On Wearing Hats Indoors

When I was a lad, I was told that polite men don’t wear hats inside buildings, and I must have internalized that concept because I almost always reflexively take off my golf cap when I pass through a door. Or so I believe. But it would be hard for me or anyone else to argue that indoor hat removal—unlike, say, rescuing kittens or not stealing other people’s rangefinders—has obvious, inherent social value. It’s just a custom that some people in some cultures have decided they care about, probably because someone at some point told them they ought to care about it (but not why). And in some other cultures covered heads have an entirely different significance, which supersedes the broodings of golf-club house committees.

One golf-related difficulty with indoor-hat prohibitions is that they can make it hard to spot the stranger you just played with, when you try to find him in the bar after your round. (“Were you bald on the golf course, too?”) Another problem is that wearing a hat for several hours on a hot day can do terrible things to the hair of people who do have hair, even if they try to repair it in the locker room before going to lunch. Still another is that posting signs about hats, as a couple of clubs I’ve visited in recent years now do, seems less civilized than forgetting to take them off—like putting up signs that say “Chew with your mouth closed” or “Shake hands when you meet someone new.” It may be true that “gentlemen” generally remove their hats when they go inside, but if you visit gentlemen’s houses you won’t find signs reminding them to do it.

A friend of mine once took three guests to his golf club, and after their round they reconvened in the grill room for a beer. The guests were still wearing their golf caps, in violation of the club’s “no-covers-under-cover” policy, which they didn’t know about, and, before their host could warn them, the club president “walked over, stuck his head between mine and theirs, and loudly asked me to ask them to remove their hats.” In doing so, he ruined what until that moment had been a terrific day for four people, and to what end? No matter what you think about the wearing hats indoors, pointlessly creating humiliating spectacles is worse. As the etiquette authority Amy Vanderbilt wrote in 1952, “Some of the rudest and most objectionable people I have ever know have been technically the most ‘correct.’”

6 thoughts on “On Wearing Hats Indoors

  1. When I was a lad, my grandfather told me of his experiences in World War I and that mess halls and hospitals were often in the same rooms. The soldiers eating would take off their helmets in respect for the wounded and dying. Later, I heard this as the reason there were ‘no covers under cover’. I still take my hat off. There are many wounded in a grill room.

Brief:
In the essay on wearing hats indoors, what was the name of the policy at the friend's golf club that the three guests violated? The records have no connection to the essay on wearing hats indoors.

Recorded data:

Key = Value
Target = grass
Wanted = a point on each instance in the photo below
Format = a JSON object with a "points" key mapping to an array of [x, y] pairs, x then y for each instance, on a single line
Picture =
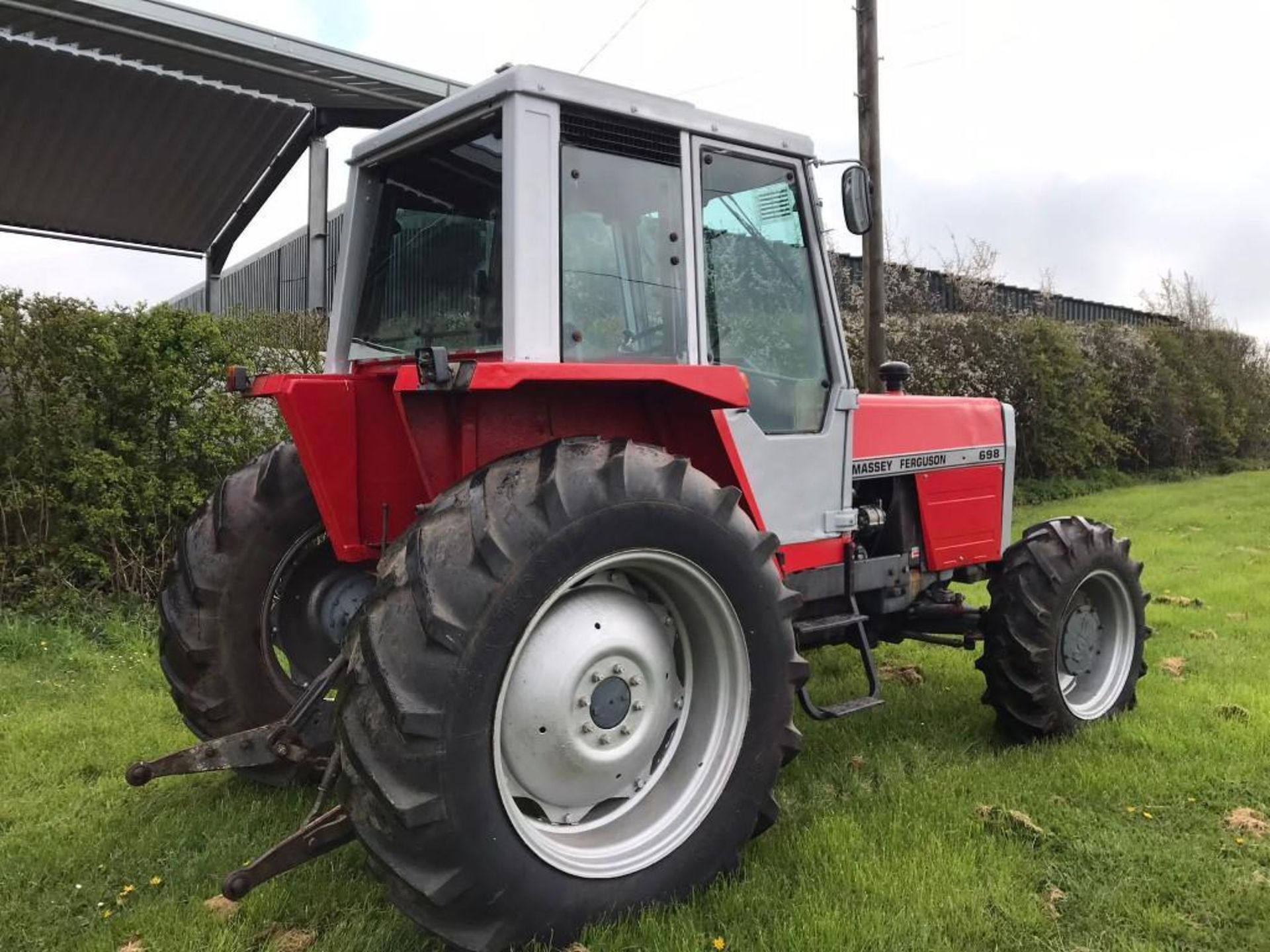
{"points": [[882, 844]]}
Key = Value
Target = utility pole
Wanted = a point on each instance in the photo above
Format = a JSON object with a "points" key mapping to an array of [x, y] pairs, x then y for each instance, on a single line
{"points": [[870, 154]]}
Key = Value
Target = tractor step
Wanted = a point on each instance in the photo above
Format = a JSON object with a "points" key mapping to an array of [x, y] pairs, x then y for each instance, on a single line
{"points": [[855, 705], [829, 622]]}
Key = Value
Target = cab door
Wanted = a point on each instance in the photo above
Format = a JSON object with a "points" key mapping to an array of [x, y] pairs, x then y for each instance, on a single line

Exercise result:
The club's "no-covers-under-cover" policy.